Exercise:
Extract each line of the records below that contains the word "flat", copying every such line in full.

start Material for this task

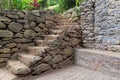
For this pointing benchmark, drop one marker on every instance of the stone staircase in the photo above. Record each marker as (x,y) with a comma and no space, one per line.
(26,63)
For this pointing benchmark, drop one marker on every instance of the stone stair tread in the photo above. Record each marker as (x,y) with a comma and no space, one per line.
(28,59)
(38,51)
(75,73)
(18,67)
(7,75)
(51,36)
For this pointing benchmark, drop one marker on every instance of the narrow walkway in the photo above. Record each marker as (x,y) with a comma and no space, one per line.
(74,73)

end Material for this task
start Material for this task

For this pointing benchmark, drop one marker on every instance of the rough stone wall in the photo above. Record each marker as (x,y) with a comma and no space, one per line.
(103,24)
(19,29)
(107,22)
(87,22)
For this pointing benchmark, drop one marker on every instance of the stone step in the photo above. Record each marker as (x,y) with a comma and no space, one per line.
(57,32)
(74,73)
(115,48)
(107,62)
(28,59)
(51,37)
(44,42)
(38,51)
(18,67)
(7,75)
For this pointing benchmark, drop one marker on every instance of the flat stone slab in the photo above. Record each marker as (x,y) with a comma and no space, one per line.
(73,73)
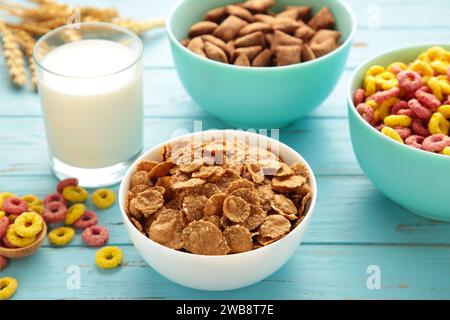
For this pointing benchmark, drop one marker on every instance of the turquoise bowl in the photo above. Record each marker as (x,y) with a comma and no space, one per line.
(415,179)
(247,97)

end Material for this task
start Material for this task

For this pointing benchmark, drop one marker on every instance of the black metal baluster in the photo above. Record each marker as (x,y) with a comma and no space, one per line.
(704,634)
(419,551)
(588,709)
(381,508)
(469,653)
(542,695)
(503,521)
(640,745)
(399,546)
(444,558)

end Material for this task

Solution to this exercise:
For this pointing benchmark, drop one marker on every instance of the flat stone slab in the photo above. Record each marker as (x,y) with a comma and no space, one per line.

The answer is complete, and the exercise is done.